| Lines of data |
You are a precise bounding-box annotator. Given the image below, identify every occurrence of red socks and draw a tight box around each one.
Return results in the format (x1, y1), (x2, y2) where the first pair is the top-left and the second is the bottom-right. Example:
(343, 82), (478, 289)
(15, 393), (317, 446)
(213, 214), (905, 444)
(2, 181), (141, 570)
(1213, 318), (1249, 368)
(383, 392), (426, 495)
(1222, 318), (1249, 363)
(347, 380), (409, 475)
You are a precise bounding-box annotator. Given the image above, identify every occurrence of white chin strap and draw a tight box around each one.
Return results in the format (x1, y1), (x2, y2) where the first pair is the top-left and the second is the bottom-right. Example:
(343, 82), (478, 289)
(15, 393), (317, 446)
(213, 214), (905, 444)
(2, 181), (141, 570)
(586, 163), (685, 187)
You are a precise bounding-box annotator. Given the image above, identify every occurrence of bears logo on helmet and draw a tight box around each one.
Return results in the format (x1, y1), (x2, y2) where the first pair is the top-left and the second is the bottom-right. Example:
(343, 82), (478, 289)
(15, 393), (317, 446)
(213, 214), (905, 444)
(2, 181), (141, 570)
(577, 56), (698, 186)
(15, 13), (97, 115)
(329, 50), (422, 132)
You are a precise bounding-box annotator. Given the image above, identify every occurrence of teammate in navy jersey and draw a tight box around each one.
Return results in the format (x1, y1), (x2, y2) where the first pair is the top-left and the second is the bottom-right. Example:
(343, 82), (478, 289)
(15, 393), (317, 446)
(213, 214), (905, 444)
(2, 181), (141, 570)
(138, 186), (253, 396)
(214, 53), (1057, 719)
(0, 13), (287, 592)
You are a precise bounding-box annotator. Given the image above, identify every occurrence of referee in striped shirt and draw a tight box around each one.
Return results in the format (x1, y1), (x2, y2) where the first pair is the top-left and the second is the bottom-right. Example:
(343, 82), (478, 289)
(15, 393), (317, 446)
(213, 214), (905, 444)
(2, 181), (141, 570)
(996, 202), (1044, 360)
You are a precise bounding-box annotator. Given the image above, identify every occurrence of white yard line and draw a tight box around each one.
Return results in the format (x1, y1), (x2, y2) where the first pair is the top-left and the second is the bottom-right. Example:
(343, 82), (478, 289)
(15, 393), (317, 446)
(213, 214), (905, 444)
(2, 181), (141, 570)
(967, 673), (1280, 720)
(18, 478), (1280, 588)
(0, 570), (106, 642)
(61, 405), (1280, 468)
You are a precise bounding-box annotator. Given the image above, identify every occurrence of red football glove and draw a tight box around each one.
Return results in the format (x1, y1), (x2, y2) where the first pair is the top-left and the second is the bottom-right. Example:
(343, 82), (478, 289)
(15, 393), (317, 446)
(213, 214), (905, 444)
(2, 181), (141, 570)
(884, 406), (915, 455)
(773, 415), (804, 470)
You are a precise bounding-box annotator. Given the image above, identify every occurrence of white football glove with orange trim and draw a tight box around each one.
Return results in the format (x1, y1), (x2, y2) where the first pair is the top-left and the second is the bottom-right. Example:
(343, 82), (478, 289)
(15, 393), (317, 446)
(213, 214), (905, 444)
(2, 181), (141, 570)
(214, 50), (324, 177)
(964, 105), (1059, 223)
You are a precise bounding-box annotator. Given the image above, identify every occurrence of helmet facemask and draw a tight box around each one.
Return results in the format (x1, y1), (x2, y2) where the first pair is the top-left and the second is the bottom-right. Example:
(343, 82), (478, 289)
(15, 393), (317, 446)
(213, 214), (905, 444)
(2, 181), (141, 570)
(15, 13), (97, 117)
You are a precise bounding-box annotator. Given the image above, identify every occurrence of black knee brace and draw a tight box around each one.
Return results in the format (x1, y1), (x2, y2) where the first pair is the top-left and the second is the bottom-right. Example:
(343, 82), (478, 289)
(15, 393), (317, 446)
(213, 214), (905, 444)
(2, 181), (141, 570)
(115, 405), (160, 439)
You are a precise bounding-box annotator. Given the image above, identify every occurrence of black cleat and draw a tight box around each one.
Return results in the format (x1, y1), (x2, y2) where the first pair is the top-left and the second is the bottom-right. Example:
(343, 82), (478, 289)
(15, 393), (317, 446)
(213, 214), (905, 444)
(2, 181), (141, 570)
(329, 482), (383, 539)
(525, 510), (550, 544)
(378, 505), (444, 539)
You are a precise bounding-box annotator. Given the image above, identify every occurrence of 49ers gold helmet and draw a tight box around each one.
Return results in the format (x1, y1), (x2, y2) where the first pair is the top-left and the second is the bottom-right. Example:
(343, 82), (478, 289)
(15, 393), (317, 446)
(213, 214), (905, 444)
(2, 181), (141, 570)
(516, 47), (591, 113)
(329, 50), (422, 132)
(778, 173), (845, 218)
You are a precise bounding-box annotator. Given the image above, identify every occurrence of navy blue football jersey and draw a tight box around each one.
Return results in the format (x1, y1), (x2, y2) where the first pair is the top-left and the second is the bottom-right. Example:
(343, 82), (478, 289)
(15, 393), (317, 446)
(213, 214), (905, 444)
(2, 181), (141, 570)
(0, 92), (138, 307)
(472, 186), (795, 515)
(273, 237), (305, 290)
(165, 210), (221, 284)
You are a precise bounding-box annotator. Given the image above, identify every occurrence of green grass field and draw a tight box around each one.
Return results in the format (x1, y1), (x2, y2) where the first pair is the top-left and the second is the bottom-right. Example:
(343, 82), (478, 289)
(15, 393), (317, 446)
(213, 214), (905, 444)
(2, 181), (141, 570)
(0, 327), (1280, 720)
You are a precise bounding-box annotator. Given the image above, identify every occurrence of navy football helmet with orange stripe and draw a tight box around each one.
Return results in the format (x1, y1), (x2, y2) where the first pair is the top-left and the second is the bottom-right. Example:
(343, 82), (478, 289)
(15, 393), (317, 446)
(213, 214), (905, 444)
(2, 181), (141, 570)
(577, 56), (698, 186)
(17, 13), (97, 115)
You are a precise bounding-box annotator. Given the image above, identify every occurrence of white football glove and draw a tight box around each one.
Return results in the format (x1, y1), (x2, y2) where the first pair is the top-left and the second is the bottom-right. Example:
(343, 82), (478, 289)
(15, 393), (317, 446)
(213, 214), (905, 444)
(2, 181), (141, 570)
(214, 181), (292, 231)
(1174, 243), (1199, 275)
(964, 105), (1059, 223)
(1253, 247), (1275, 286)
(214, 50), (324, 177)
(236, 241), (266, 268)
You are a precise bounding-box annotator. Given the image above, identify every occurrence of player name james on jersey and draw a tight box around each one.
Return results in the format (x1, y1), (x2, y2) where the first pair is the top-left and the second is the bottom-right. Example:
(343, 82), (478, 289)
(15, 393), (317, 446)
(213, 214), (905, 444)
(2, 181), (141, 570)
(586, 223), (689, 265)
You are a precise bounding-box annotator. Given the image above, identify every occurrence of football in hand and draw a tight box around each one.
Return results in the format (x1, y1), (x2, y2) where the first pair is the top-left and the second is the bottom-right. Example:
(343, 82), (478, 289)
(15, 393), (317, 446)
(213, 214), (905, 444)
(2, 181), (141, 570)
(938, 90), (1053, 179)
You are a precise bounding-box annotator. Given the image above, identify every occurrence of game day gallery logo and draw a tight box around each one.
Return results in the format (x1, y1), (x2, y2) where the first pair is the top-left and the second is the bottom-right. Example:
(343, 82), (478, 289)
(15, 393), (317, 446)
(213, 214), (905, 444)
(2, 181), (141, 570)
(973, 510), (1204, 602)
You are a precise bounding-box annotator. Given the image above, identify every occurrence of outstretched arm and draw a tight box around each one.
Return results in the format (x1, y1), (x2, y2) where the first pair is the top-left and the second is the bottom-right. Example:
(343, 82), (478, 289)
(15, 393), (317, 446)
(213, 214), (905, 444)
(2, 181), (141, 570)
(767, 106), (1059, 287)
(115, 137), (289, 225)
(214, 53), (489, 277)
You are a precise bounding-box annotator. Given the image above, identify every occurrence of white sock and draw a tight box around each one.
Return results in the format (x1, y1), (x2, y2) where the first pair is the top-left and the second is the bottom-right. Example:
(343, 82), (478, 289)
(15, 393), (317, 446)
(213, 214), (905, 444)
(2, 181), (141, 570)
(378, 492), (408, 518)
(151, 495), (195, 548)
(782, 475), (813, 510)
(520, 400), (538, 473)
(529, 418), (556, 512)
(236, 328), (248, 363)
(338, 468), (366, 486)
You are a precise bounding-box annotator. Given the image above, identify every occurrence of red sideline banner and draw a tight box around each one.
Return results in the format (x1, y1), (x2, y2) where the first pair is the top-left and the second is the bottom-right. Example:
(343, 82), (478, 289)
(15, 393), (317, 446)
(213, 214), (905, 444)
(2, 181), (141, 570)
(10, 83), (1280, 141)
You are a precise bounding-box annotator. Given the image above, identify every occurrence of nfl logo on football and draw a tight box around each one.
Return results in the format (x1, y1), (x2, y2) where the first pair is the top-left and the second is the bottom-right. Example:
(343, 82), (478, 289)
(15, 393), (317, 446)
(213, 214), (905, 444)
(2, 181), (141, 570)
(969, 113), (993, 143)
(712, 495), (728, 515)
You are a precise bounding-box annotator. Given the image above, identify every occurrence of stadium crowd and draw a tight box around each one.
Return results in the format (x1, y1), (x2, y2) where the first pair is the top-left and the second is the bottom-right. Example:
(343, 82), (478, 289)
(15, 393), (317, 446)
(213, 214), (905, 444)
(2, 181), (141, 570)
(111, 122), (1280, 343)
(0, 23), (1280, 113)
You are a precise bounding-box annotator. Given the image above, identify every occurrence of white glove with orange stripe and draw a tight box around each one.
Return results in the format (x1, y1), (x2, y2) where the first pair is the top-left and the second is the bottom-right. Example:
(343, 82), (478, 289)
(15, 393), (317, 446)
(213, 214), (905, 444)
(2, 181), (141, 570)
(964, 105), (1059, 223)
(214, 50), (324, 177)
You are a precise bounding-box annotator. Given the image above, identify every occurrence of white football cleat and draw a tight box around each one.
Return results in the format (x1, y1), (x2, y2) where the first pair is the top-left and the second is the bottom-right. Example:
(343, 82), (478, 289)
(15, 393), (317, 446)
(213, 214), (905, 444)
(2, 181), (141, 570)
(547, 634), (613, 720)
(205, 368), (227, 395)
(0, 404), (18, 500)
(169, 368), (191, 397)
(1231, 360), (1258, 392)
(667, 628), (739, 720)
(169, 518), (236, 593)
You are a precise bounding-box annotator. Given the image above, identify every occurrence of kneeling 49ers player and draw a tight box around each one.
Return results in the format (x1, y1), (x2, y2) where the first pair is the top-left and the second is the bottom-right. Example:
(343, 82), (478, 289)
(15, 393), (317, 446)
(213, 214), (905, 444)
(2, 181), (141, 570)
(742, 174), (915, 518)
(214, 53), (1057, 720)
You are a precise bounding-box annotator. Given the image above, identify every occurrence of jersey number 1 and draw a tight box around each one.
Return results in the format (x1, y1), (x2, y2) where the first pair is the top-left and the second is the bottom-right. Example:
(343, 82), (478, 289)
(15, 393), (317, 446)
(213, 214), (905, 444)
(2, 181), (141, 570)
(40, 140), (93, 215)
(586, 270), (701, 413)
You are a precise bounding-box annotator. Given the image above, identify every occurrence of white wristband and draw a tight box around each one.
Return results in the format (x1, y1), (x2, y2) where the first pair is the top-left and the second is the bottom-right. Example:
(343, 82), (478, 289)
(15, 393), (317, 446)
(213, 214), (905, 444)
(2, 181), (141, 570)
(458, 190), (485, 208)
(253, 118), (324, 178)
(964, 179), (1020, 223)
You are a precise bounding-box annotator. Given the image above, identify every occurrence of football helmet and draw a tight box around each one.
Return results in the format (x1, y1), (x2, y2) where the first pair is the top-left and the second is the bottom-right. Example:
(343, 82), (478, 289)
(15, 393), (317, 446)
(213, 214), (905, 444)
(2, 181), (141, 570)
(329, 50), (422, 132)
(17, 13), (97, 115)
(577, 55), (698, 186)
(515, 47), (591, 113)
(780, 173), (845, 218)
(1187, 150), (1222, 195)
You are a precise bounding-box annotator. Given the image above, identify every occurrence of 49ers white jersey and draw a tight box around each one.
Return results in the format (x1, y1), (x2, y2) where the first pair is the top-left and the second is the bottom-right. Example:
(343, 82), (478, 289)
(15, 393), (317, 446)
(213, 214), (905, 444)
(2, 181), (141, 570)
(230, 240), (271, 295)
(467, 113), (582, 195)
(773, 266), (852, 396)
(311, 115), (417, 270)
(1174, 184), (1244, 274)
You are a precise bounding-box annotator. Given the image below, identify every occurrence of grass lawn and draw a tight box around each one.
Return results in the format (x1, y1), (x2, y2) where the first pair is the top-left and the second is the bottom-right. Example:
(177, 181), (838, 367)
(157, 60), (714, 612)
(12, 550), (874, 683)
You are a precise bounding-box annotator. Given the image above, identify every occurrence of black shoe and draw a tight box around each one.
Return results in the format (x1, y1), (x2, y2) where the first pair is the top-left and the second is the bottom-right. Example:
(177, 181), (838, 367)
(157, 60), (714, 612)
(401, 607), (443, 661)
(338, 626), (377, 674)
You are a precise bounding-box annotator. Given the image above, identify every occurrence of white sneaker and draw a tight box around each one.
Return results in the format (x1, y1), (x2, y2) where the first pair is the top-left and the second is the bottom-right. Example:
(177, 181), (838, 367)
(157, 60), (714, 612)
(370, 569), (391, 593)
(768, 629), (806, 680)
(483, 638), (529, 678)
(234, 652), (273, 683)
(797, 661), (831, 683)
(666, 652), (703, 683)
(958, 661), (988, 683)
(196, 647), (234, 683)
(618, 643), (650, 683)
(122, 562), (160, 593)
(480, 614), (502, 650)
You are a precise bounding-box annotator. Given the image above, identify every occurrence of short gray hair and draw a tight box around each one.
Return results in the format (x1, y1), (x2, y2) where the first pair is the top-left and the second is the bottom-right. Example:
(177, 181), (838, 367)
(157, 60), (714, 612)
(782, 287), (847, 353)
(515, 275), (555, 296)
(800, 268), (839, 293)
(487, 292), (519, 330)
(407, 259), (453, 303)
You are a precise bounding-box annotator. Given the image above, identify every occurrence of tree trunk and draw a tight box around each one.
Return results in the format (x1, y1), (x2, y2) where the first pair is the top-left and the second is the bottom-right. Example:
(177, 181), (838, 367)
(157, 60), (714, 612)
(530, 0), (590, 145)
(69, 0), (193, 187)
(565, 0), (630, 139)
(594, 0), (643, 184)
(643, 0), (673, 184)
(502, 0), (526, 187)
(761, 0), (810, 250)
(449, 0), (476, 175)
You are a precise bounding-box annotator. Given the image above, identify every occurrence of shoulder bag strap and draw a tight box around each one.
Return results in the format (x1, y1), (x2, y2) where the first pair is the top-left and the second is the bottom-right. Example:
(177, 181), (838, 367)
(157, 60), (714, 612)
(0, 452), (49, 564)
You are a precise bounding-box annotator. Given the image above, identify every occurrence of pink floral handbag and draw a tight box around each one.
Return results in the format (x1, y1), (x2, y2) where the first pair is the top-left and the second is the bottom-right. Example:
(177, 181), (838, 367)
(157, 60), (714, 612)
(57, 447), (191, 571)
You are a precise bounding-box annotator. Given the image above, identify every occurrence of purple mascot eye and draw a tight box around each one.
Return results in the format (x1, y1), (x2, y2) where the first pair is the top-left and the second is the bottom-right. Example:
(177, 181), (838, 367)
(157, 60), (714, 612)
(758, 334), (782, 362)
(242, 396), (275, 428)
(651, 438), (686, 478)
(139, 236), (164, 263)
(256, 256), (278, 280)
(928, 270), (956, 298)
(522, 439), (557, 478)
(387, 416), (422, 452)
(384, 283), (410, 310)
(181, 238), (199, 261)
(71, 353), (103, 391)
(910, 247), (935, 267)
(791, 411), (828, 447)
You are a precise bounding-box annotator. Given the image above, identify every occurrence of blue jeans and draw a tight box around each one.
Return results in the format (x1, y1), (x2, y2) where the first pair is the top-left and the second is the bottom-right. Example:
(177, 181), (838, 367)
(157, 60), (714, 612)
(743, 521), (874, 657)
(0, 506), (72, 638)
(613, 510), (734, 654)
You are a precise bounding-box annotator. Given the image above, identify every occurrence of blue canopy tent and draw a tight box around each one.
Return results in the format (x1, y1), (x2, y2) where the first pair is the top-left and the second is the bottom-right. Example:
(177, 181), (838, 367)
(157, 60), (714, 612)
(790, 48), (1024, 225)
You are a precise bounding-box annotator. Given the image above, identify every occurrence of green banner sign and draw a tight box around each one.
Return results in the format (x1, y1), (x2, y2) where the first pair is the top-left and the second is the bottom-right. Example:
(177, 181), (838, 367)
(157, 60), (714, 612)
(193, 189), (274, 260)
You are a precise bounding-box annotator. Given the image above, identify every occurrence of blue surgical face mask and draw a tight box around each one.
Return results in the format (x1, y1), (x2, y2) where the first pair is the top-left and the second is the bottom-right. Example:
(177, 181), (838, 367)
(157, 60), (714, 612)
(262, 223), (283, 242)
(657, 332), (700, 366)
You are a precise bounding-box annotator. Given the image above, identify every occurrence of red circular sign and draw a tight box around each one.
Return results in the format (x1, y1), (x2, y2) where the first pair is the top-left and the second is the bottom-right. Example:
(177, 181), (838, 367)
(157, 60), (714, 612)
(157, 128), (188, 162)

| EXERCISE |
Rewrite the material as a Markdown table with the columns Row and Line, covering only the lines from the one containing "of blue canopy" through the one containing "(193, 189), (274, 260)", both included, and leave out any blank lines.

| SOLUTION TO THIS EXERCISE |
| Row | Line |
|---|---|
| 1 | You are a precise bounding-box annotator. Given the image above, identify every occurrence of blue canopy tent and draw a tight box around each one. |
| 2 | Return results in the format (x1, y1), (x2, y2) where the first pair is the top-left and the second is the bottom-right. Example: |
| 3 | (177, 181), (838, 367) |
| 4 | (157, 60), (714, 612) |
| 5 | (790, 48), (1024, 225) |
| 6 | You are a precise bounding-box annotator. Given the image above, identify every occurrence of green banner sign and draw a tight box around each one. |
| 7 | Return results in the format (x1, y1), (x2, y2) where the first pair is the top-left and the second is the bottom-right. Example: |
| 8 | (177, 181), (838, 367) |
| 9 | (157, 60), (714, 612) |
| 10 | (193, 189), (274, 260) |